§ Natural language region descriptions:

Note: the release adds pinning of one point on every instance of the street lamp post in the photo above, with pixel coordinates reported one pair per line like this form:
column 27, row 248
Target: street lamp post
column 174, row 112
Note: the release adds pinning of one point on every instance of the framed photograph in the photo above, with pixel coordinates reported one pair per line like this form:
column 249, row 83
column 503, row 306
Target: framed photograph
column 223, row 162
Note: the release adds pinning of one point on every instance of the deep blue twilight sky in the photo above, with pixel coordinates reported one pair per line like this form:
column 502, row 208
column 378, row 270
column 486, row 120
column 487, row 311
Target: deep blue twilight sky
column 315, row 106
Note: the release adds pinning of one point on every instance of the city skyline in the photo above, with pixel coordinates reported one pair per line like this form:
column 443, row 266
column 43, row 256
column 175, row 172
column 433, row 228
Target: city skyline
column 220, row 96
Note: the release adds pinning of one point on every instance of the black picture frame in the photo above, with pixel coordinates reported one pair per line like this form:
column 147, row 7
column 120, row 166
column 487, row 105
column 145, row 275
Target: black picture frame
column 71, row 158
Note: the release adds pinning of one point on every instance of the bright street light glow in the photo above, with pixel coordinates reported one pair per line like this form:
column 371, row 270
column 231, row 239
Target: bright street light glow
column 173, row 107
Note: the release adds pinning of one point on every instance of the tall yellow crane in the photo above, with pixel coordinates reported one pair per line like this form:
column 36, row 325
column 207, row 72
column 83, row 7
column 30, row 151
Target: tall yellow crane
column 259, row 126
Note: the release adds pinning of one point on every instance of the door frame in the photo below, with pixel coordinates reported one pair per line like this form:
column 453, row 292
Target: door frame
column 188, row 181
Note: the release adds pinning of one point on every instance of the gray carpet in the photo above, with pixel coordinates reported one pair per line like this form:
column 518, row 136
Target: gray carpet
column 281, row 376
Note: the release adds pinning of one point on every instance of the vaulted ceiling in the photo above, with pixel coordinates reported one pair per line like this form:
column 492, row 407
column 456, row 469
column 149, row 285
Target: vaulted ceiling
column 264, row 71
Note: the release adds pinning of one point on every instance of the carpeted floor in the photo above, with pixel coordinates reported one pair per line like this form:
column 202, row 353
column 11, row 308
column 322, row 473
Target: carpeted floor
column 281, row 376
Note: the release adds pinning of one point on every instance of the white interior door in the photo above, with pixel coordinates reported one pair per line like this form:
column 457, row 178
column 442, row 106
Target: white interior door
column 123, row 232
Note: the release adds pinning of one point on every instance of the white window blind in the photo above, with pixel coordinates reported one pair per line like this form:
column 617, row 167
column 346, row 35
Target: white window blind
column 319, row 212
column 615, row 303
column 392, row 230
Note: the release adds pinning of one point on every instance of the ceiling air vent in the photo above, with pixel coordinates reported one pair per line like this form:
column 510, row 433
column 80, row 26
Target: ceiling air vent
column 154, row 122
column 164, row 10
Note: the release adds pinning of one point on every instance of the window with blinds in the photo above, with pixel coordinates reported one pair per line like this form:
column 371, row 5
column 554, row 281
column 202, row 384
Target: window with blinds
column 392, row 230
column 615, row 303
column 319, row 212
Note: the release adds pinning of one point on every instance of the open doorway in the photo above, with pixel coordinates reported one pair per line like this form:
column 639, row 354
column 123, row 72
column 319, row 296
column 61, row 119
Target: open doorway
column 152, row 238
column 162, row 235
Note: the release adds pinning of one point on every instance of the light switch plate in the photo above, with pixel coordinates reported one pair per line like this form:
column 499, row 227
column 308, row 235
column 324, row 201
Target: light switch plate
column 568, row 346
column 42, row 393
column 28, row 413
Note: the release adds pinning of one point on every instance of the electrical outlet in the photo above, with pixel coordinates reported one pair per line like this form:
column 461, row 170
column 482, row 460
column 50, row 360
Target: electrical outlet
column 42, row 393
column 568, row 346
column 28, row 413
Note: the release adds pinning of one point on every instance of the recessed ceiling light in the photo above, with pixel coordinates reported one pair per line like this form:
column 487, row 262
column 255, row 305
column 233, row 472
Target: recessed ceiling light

§ WORK INSTRUCTION: Please count the lines above containing "recessed"; number only.

§ WRITTEN RESPONSE: 2